(Beginning of Supplied data)
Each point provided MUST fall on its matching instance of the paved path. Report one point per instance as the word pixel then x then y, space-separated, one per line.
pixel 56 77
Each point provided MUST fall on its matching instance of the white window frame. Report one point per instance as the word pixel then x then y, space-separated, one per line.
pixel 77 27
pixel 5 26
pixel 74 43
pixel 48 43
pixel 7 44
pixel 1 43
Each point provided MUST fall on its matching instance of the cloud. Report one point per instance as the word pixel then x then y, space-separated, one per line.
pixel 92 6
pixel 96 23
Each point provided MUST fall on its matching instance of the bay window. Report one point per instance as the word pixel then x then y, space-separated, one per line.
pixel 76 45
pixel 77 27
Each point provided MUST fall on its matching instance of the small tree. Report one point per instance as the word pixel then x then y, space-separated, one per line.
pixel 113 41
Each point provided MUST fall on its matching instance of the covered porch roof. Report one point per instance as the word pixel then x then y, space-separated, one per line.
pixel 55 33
(End of Supplied data)
Copy over exactly the lines above from the one with "of the cloud." to the last, both included, and no others.

Result ->
Each point provided MUST fall on its matching instance of the cloud. Report one point per instance as the word pixel then x then y, space-separated, one per line.
pixel 92 6
pixel 96 23
Each point provided MUST fall on its matching instance of the bay window. Report one point per instance as the word pixel then x then y, space-separated, one per line.
pixel 76 45
pixel 77 27
Each point provided MUST fall on its matching instance of the small tree. Report one point per instance as the word pixel then x then y, space-separated, one per line.
pixel 113 41
Each point provided MUST fall on its matching instance of the covered porch roof. Report one point per instance as the word pixel then x then y, space-separated, one per line.
pixel 55 33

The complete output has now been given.